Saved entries
◆ ◆ ◆
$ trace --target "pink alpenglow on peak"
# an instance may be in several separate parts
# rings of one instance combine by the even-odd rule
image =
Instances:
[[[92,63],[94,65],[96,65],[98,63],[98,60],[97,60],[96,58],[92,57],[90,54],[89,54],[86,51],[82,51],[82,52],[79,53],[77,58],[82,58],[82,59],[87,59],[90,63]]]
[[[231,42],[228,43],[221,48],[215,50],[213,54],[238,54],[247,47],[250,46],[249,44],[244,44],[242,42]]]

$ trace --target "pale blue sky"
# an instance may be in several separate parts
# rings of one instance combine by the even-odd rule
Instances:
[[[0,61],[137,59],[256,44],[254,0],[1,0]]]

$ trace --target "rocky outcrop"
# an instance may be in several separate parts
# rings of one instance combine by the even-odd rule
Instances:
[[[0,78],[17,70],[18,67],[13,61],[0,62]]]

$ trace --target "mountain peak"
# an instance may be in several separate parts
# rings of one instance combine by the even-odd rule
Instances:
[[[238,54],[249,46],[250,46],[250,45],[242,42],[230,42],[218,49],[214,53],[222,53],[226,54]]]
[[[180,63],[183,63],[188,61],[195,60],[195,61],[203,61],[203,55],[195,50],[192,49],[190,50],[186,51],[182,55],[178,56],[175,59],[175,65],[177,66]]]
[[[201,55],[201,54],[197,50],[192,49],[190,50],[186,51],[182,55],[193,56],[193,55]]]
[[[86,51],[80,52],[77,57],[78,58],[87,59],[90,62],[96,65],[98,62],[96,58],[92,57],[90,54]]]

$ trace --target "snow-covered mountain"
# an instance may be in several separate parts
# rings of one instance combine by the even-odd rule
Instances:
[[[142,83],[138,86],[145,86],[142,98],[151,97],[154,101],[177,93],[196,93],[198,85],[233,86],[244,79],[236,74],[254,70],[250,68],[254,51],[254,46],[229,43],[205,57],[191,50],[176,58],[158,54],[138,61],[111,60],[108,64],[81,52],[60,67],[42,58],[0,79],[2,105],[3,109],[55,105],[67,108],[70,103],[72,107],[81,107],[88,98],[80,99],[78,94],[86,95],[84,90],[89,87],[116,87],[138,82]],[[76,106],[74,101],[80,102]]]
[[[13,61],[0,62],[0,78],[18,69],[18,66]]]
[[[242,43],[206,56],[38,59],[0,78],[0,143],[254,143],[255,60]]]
◆ ◆ ◆
Task goal = Copy every item above verbatim, line for line, with no changes.

Completed exercise =
$ trace --target "pink alpenglow on peak"
# an instance may be in several separate parts
# rings of one instance combine by the even-odd rule
image =
Instances:
[[[92,63],[94,65],[96,65],[98,63],[98,60],[97,60],[96,58],[92,57],[90,54],[89,54],[86,51],[82,51],[82,52],[79,53],[77,58],[82,58],[82,59],[87,59],[90,63]]]
[[[231,42],[228,43],[221,48],[215,50],[213,54],[238,54],[247,47],[250,46],[249,44],[244,44],[242,42]]]

$ trace --target "pale blue sky"
# an instance may be in several separate parts
# rings of one instance combine by the even-odd rule
Instances:
[[[0,61],[137,59],[256,44],[254,0],[1,0]]]

$ trace --target "rocky outcrop"
# an instance may be in several separate parts
# rings of one instance combine by the even-odd rule
Instances:
[[[0,78],[17,70],[18,67],[13,61],[0,62]]]

$ trace --target "mountain peak"
# an instance may be in several separate parts
# rings of one instance combine by the even-odd rule
Instances:
[[[238,54],[249,46],[250,46],[250,45],[242,42],[230,42],[218,49],[214,53],[222,53],[226,54]]]
[[[180,63],[183,63],[188,61],[195,60],[195,61],[203,61],[203,55],[195,50],[192,49],[190,50],[186,51],[182,55],[178,56],[175,59],[175,65],[177,66]]]
[[[201,55],[201,54],[197,50],[192,49],[190,50],[186,51],[182,55],[193,56],[193,55]]]
[[[86,51],[80,52],[77,57],[78,58],[87,59],[90,62],[96,65],[98,62],[96,58],[92,57],[90,54]]]

$ trace --target "snow-covered mountain"
# an instance may be in several separate parts
# rings of one instance combine by the even-odd rule
Instances:
[[[142,83],[138,86],[145,86],[142,98],[151,97],[154,101],[177,93],[196,93],[198,85],[233,86],[244,79],[236,74],[254,70],[250,68],[254,51],[254,46],[229,43],[205,57],[191,50],[176,58],[158,54],[138,61],[111,60],[108,64],[81,52],[60,67],[42,58],[0,79],[2,105],[3,109],[55,105],[67,108],[70,103],[72,107],[81,107],[88,98],[80,99],[78,94],[86,95],[84,90],[89,87],[116,87],[138,82]],[[76,106],[74,101],[80,102]]]
[[[13,61],[0,62],[0,78],[18,69],[18,66]]]
[[[242,43],[206,56],[38,59],[0,78],[0,143],[254,143],[255,60]]]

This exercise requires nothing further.